● **Aim of the exercise**
Show every line in the entries below that contains the word "whisker", treating uppercase and lowercase as different.

● **Input data**
------

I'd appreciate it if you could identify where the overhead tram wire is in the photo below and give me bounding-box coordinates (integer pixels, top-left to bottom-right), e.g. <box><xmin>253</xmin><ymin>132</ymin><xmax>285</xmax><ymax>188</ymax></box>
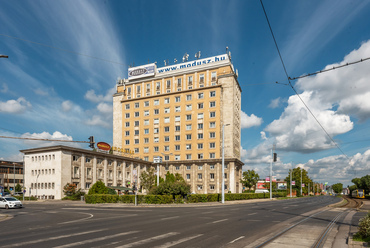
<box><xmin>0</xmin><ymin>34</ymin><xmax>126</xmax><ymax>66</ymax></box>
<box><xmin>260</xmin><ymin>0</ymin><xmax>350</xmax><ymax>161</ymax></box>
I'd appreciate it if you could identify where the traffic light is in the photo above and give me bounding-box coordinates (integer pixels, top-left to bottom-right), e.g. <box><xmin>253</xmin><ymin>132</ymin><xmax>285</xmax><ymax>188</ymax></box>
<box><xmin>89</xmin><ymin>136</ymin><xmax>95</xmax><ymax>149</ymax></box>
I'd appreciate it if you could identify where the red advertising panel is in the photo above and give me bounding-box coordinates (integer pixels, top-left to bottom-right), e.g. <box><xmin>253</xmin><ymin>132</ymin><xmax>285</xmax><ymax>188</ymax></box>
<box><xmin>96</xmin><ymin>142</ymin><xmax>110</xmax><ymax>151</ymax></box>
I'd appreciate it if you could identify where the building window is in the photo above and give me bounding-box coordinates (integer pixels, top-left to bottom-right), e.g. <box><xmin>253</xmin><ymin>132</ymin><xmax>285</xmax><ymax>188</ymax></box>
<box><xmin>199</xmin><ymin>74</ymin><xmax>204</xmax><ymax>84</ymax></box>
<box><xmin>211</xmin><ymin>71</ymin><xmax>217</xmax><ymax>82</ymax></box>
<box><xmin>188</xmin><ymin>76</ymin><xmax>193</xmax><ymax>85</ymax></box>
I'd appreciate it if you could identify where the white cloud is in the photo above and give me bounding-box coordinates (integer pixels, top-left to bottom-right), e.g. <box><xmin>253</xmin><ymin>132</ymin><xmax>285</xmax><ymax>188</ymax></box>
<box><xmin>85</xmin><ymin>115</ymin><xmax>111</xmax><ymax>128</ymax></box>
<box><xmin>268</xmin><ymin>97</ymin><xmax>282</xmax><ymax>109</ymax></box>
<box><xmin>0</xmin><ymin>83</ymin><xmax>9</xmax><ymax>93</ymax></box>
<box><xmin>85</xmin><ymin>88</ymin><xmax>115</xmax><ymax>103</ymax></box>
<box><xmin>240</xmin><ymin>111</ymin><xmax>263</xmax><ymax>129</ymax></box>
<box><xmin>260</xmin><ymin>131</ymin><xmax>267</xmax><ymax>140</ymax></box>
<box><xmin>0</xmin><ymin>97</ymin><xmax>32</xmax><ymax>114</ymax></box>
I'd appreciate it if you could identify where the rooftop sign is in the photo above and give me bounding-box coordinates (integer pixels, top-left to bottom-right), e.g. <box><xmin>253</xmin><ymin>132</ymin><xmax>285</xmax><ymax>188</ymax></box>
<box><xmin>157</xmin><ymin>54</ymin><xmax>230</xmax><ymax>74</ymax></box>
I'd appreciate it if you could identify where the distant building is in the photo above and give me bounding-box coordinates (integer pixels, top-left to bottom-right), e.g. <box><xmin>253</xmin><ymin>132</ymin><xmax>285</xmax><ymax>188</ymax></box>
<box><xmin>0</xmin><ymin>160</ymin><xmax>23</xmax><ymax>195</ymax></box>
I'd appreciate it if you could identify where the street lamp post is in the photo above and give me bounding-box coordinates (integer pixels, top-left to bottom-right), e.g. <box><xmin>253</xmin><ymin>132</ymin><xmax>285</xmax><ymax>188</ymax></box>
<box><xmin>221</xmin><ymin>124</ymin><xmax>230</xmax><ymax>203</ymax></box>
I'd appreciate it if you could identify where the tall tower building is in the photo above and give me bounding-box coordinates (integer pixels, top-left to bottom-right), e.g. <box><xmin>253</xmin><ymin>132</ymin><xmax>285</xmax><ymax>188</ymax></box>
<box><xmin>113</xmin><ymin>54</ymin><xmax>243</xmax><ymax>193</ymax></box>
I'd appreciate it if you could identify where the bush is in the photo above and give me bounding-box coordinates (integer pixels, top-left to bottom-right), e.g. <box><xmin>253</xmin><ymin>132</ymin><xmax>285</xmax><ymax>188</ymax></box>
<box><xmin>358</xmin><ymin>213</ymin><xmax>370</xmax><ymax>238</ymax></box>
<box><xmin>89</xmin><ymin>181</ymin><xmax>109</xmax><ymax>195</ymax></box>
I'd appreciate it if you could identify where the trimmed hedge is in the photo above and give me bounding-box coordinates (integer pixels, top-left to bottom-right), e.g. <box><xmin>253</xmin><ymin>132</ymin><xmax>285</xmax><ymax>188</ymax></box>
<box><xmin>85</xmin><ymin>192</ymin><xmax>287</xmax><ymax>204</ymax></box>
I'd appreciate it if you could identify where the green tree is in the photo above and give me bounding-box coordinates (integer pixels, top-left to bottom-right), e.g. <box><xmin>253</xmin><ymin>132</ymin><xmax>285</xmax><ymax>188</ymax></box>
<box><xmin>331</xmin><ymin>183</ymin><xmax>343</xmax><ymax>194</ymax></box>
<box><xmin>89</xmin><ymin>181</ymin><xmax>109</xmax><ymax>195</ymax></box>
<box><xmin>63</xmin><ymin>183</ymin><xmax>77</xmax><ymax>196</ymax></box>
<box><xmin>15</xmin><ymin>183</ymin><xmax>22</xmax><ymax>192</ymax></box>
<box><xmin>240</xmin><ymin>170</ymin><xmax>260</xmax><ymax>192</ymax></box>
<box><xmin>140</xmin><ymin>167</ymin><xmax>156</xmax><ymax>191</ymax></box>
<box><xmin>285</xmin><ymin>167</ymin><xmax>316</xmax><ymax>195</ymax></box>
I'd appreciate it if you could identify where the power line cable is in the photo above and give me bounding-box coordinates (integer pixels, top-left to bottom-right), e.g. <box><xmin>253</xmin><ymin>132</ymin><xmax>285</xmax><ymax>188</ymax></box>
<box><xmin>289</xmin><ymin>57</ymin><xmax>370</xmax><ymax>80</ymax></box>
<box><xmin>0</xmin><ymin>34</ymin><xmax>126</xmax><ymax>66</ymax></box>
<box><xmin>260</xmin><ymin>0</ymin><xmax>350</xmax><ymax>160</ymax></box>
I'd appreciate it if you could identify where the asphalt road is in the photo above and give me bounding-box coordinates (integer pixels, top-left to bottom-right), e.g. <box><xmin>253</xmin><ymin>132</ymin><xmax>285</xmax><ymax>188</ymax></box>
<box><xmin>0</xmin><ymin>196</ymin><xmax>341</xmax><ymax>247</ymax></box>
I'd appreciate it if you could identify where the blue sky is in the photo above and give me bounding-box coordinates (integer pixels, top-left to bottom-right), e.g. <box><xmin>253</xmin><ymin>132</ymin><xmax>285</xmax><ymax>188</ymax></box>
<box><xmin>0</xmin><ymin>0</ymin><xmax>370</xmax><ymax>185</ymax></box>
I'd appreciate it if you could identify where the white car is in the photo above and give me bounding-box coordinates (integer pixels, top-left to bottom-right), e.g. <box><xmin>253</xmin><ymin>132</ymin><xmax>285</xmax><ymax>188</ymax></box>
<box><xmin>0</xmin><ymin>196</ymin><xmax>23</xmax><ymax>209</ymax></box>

------

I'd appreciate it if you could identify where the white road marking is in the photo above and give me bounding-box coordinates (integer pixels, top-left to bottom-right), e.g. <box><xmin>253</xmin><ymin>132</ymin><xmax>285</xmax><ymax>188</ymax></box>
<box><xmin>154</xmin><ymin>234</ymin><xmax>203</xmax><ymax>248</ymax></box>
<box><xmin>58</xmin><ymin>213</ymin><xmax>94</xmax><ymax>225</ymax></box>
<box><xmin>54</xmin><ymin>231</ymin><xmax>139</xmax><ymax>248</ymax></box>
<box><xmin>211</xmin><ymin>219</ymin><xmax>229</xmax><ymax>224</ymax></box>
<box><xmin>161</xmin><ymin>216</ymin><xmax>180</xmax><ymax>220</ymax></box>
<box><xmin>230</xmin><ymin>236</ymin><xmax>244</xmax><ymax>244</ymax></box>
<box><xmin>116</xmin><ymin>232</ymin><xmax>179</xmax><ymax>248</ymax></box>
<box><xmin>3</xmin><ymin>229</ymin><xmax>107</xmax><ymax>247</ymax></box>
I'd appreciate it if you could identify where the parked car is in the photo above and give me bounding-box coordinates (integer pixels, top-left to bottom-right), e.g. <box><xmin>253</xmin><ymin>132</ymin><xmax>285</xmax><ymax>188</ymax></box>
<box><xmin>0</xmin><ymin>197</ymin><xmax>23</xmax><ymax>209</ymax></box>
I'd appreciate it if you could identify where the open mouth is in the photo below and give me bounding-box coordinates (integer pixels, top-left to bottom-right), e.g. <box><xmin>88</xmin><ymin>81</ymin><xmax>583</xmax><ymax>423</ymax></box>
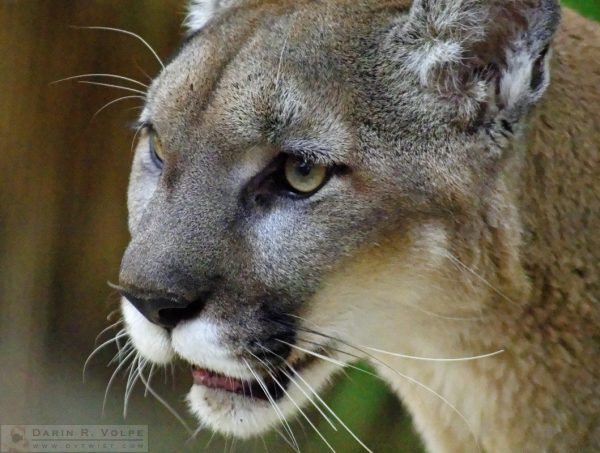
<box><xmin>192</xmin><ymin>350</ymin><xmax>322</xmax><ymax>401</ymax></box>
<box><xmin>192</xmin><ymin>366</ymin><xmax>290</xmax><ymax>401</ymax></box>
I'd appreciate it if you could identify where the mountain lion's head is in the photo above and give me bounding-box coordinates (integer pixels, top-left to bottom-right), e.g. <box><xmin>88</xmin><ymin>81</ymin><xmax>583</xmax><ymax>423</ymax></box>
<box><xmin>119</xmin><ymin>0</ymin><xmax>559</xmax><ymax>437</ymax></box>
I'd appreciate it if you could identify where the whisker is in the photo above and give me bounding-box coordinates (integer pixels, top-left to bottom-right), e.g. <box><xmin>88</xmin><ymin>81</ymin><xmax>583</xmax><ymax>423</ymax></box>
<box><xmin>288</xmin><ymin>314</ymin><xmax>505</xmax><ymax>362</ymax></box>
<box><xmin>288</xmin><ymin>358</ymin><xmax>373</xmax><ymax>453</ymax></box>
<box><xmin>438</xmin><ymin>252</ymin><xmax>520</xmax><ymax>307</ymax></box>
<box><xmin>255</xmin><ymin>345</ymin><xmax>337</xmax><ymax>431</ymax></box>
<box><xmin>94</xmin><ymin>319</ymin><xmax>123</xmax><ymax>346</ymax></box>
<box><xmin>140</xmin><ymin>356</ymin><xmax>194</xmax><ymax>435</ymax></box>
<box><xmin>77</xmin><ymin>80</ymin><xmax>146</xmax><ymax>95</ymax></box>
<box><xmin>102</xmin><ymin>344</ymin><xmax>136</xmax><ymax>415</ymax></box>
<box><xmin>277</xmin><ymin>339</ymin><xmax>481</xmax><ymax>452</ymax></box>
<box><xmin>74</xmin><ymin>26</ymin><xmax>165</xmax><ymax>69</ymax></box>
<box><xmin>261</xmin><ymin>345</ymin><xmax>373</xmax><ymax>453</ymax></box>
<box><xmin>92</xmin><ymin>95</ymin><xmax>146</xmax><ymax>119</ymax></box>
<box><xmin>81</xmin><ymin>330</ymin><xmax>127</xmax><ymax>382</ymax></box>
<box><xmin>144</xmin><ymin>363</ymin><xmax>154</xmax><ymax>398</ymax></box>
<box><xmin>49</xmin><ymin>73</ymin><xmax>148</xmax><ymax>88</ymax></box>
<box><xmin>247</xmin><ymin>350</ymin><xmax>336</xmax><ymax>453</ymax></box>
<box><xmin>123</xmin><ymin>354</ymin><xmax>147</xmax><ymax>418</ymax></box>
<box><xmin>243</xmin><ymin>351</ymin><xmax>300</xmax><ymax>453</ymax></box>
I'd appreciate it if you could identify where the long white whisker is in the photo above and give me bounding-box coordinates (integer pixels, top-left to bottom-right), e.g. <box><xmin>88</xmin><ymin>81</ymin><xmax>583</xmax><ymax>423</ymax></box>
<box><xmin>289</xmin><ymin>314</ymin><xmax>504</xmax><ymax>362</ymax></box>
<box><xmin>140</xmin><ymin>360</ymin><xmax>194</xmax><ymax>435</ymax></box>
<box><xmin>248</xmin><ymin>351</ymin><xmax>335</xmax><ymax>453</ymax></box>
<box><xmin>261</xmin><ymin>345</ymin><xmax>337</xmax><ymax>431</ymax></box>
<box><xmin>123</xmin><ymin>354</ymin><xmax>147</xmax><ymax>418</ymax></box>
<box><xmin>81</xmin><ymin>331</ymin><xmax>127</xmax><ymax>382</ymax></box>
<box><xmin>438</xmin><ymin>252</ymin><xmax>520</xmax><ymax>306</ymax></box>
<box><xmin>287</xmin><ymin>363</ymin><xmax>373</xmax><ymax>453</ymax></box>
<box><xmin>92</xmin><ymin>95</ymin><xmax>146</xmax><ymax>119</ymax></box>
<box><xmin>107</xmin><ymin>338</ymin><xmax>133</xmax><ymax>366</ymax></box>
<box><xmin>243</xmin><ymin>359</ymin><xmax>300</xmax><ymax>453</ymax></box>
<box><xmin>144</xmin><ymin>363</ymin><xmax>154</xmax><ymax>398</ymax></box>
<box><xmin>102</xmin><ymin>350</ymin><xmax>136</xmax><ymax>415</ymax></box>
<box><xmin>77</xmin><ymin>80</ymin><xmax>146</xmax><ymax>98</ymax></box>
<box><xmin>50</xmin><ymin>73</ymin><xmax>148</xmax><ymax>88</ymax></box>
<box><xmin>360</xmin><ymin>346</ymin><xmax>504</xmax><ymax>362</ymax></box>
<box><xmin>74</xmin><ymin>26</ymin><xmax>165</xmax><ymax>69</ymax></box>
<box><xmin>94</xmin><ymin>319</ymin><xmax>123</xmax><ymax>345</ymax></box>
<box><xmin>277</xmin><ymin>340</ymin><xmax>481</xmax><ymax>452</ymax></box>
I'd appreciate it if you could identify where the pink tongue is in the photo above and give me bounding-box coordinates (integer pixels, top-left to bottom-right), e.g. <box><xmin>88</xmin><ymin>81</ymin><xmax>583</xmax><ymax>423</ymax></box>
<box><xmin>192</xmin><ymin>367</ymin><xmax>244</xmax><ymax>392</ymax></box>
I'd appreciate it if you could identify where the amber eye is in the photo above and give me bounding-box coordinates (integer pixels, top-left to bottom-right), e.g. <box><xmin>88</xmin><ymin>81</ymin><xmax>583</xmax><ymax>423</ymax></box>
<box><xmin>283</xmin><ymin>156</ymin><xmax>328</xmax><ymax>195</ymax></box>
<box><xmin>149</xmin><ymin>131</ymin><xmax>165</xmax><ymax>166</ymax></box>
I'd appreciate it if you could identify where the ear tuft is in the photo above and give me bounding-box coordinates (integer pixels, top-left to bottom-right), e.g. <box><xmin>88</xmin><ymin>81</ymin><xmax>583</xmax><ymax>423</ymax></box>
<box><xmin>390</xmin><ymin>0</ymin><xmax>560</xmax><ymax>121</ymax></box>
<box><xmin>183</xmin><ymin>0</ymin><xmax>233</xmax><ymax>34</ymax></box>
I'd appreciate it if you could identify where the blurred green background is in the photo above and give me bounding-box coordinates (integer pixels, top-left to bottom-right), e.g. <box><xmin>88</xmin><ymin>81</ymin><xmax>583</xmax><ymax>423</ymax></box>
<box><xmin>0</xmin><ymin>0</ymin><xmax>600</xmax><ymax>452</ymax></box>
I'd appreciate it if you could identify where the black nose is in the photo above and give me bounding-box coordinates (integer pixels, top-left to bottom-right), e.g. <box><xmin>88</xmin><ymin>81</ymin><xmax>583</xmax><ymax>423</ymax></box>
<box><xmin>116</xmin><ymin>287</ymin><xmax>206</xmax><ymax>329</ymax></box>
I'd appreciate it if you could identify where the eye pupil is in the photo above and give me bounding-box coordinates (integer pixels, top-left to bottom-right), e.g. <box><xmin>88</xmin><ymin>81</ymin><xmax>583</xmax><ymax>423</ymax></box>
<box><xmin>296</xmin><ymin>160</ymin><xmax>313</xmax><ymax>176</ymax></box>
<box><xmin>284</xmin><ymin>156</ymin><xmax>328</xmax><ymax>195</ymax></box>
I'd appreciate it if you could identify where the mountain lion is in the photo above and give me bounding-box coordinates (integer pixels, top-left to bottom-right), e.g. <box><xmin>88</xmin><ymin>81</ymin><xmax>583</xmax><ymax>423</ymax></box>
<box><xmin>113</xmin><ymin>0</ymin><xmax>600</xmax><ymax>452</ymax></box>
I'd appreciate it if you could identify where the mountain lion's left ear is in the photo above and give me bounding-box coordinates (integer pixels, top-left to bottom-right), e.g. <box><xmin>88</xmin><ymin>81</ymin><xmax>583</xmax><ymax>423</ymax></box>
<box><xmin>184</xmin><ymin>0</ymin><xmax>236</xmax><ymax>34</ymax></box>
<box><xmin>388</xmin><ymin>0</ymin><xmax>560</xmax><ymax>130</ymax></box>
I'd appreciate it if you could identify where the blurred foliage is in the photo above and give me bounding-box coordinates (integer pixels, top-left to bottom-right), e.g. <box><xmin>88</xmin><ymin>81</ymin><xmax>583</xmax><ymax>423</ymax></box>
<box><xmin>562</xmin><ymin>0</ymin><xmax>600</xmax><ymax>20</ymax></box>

------

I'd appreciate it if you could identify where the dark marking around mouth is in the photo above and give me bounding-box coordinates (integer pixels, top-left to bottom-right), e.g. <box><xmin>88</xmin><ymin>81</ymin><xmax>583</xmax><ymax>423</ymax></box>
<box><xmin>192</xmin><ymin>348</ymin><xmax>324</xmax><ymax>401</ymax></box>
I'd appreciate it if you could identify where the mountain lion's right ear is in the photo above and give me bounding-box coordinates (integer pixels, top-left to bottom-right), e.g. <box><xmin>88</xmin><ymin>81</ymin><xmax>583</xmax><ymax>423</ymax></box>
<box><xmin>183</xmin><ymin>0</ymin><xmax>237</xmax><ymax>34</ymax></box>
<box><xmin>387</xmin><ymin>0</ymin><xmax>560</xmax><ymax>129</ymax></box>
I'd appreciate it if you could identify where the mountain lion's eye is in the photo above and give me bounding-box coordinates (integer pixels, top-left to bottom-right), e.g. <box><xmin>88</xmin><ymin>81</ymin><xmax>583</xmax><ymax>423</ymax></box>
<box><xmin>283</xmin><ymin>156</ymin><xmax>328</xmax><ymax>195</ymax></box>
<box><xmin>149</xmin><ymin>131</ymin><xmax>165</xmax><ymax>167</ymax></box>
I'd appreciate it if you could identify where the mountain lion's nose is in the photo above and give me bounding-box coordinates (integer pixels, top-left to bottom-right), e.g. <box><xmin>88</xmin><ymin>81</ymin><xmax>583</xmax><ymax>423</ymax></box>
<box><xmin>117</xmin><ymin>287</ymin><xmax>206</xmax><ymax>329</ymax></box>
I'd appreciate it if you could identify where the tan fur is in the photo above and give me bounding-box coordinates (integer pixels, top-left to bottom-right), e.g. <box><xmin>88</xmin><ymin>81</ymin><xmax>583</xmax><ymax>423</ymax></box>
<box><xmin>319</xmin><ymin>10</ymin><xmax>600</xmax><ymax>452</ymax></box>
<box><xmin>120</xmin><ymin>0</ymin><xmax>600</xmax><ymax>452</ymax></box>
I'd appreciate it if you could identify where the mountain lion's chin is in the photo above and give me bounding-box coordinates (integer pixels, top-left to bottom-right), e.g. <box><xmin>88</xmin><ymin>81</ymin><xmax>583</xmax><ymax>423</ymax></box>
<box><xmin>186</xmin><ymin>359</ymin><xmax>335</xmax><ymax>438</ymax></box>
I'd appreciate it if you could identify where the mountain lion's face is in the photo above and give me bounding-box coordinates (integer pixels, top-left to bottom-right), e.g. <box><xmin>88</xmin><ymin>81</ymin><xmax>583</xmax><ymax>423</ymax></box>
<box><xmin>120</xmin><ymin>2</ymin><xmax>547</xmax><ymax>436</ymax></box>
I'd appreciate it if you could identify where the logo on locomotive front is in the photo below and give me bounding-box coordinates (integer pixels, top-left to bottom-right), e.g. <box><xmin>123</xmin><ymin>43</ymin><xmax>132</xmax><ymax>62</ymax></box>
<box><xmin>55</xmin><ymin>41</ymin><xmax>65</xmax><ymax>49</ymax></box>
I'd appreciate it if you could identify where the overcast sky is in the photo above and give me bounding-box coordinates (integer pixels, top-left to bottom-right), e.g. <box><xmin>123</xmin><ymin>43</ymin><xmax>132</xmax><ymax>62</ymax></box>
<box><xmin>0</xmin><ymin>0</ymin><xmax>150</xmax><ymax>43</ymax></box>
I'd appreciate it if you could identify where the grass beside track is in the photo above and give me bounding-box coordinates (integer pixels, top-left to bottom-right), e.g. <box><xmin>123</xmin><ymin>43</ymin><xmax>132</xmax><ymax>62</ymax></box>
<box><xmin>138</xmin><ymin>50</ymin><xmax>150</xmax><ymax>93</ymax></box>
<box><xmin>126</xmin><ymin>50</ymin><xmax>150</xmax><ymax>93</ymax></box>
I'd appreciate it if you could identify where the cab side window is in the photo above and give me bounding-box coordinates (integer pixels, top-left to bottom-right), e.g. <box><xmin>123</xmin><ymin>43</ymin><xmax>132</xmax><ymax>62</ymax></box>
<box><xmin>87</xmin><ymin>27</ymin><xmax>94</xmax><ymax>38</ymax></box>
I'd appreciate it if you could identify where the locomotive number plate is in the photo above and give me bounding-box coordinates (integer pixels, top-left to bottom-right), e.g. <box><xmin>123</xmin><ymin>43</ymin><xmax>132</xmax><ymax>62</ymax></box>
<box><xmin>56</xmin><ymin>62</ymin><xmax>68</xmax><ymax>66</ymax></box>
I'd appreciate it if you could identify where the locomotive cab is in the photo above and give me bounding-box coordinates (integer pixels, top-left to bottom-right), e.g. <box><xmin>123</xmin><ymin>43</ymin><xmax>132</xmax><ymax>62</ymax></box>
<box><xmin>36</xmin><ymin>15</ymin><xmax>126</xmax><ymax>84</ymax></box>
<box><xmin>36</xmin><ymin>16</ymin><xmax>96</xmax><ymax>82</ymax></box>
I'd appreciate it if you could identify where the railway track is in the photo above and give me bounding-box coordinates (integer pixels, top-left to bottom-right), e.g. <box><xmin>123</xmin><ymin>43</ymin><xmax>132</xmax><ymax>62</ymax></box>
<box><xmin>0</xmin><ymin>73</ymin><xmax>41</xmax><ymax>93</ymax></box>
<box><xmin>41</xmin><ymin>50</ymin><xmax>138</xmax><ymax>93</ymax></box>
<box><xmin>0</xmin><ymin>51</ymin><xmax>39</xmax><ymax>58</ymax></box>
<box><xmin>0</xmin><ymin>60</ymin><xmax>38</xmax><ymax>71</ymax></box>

------

● **Correct answer**
I'd appreciate it if you could identify where the whisker is in the photo above and give me bounding-box coordinates (integer pixels, top-left to bottom-right), e.g. <box><xmin>88</xmin><ymin>81</ymin><xmax>583</xmax><ymax>423</ymax></box>
I'd appreciate it if you could identify where the long white whisker is in the photo above and give me bounding-box coordinates (integer pixels, top-left to bottom-right), e.g. <box><xmin>88</xmin><ymin>81</ymin><xmax>583</xmax><ymax>423</ymax></box>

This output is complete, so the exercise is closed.